(Raw records)
+ + + + + + +
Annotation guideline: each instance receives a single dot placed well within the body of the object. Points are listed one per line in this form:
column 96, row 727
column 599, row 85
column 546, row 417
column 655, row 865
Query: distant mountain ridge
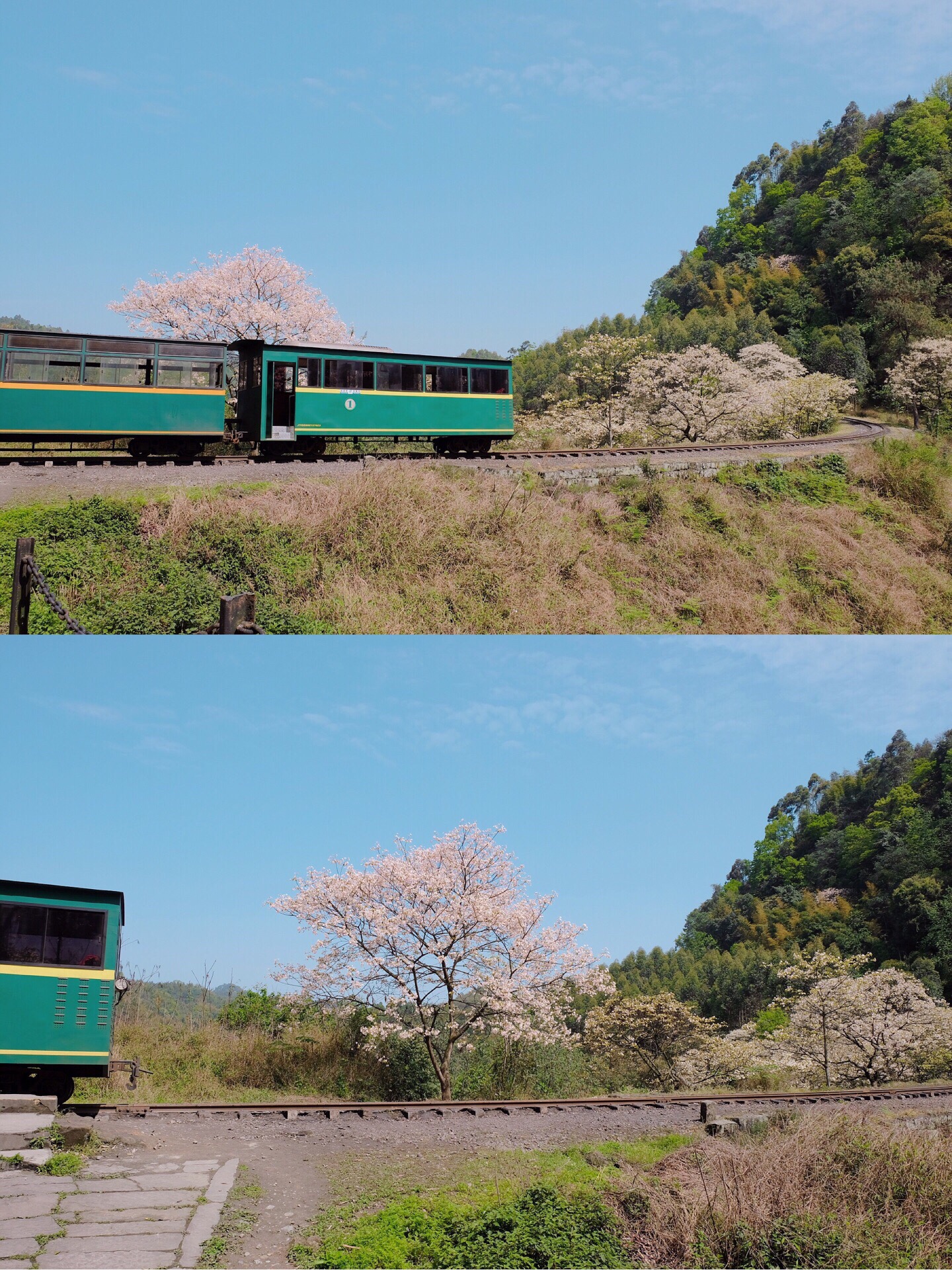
column 862, row 860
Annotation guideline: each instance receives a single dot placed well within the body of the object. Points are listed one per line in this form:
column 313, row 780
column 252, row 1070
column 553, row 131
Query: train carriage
column 302, row 397
column 167, row 396
column 59, row 962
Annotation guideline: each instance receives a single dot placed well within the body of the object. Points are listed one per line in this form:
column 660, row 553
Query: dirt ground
column 36, row 484
column 295, row 1160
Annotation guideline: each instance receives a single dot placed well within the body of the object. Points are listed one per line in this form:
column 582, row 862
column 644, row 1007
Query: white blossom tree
column 869, row 1031
column 807, row 405
column 922, row 381
column 654, row 1032
column 602, row 367
column 770, row 364
column 699, row 394
column 441, row 943
column 252, row 295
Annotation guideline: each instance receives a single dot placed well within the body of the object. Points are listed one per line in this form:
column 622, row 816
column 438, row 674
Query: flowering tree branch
column 441, row 943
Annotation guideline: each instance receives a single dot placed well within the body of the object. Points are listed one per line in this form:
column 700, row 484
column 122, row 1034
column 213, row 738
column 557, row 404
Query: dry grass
column 210, row 1064
column 414, row 549
column 432, row 549
column 843, row 1191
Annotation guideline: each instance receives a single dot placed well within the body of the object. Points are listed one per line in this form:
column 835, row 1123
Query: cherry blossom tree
column 807, row 405
column 252, row 295
column 699, row 394
column 441, row 943
column 922, row 381
column 867, row 1031
column 602, row 367
column 654, row 1032
column 767, row 362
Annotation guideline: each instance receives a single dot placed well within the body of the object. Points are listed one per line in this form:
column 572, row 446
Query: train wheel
column 44, row 1083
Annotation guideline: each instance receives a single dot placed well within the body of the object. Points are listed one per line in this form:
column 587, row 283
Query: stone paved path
column 117, row 1213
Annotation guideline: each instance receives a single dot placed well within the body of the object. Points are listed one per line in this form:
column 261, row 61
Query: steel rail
column 477, row 1107
column 866, row 429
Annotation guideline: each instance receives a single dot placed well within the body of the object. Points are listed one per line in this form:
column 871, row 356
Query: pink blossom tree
column 698, row 394
column 253, row 295
column 441, row 943
column 922, row 381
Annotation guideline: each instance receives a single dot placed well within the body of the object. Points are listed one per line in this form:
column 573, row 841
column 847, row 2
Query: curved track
column 479, row 1107
column 861, row 431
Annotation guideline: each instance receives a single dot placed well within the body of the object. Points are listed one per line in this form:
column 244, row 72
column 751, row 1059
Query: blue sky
column 454, row 175
column 200, row 775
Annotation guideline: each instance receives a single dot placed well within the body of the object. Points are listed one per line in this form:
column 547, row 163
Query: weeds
column 513, row 1208
column 858, row 544
column 237, row 1221
column 838, row 1191
column 63, row 1164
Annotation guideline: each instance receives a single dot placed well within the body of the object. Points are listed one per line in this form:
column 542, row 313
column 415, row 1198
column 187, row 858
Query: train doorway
column 281, row 400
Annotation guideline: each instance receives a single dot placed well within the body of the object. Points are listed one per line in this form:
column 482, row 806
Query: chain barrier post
column 22, row 587
column 237, row 615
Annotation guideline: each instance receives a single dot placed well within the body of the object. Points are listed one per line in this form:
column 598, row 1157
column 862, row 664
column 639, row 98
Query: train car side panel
column 103, row 412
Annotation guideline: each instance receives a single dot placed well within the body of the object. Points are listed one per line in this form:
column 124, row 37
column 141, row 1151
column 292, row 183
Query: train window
column 30, row 339
column 126, row 371
column 447, row 379
column 22, row 933
column 188, row 374
column 51, row 937
column 309, row 372
column 42, row 367
column 74, row 937
column 121, row 346
column 348, row 375
column 197, row 351
column 397, row 378
column 489, row 379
+ + + + + + +
Problem statement: Count the lines in the records above that contain the string "train", treating case as significant. Give only the number.

The response: 5